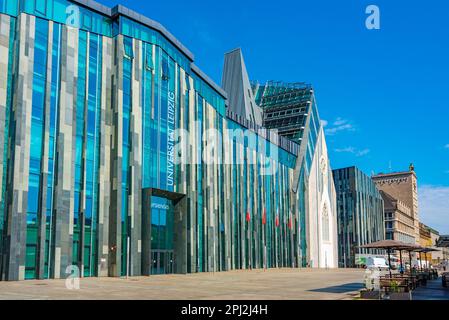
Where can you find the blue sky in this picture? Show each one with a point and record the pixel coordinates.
(384, 94)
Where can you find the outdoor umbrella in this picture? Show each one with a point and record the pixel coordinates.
(388, 245)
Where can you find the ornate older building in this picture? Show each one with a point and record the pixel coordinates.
(119, 156)
(360, 213)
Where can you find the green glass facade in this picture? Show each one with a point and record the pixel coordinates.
(360, 218)
(91, 101)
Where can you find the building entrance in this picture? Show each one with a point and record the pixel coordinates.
(163, 232)
(162, 262)
(162, 221)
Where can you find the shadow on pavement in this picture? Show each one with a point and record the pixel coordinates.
(348, 287)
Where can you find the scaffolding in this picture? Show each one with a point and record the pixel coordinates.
(285, 106)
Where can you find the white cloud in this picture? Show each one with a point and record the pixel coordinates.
(339, 125)
(355, 151)
(363, 152)
(434, 207)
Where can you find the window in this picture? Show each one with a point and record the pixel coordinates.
(149, 58)
(325, 223)
(165, 71)
(40, 7)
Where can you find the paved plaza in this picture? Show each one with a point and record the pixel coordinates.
(276, 284)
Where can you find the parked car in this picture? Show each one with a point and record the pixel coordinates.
(376, 263)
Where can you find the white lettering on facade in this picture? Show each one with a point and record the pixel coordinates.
(170, 138)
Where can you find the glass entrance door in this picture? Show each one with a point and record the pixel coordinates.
(162, 221)
(162, 262)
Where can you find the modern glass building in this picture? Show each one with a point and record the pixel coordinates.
(108, 163)
(360, 212)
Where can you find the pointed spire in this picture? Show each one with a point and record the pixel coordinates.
(236, 83)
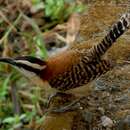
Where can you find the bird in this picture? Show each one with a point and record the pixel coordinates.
(71, 68)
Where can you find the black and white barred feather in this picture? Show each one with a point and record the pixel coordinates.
(115, 32)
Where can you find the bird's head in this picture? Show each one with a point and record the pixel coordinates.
(28, 65)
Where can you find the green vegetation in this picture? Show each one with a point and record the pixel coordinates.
(20, 101)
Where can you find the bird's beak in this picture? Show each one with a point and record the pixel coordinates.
(8, 60)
────────────────────
Work required — Copy each line of the records above without change, but do not include any picture.

Exercise output —
Where can you find the blue sky in this picture? Show each one with a point and record the pixel coordinates.
(384, 94)
Where can you find the outdoor umbrella in this picture? Show each one with a point and record the pixel coordinates.
(388, 245)
Where can you find the ornate older building in this picture? Show each one with a point and record the pixel coordinates.
(119, 156)
(360, 213)
Where can you find the green glass facade in this picture? Show each one with a point and record the pixel coordinates.
(360, 218)
(91, 101)
Where can you find the building entrance in this picture? Show each one with a point and record the pixel coordinates.
(163, 232)
(162, 262)
(162, 221)
Where can you find the shadow on pavement in this picture? Show each one with a point and record the pixel coordinates.
(348, 287)
Where can you find the scaffolding in this picture? Show each one with a point and record the pixel coordinates.
(285, 106)
Where can you find the white cloud in this picture? Show each one with a point and record the pixel coordinates.
(339, 125)
(355, 151)
(363, 152)
(434, 207)
Where can you find the window in this picture? Show each one with a point and record the pixel coordinates.
(149, 58)
(325, 223)
(165, 71)
(40, 7)
Where can you find the paved plaza in this picture? Show each one with a point and record the pixel coordinates.
(276, 284)
Where can you find the parked car in this picture? Show each one with a point and record the pixel coordinates.
(376, 263)
Where can you find the white lettering on facade in this picture? Show each one with a point and record the pixel coordinates.
(170, 138)
Where can you find the glass entrance door in this picture? Show each one with a point and record the pixel coordinates.
(162, 221)
(162, 262)
Where can you find the modern glass building in this picture? Show each one with a point and record the pixel coordinates.
(108, 163)
(360, 212)
Where can you find the pointed spire in this picture? Show each one with a point and record the pixel coordinates.
(236, 83)
Where can you find the bird in this picture? Show each one with a point and record the pixel coordinates.
(71, 68)
Where can you find the black and white barred feather in this picture? Show each one with a point and record the pixel coordinates.
(115, 32)
Where can you find the bird's head in this picture? Show each one with a point and record the pixel coordinates.
(28, 65)
Where can you find the green vegetation in this picture? Show each one with a point and record the pixel coordinates.
(20, 101)
Where can you find the bird's beak in this picture? Show each one with a point and record the pixel coordinates.
(8, 60)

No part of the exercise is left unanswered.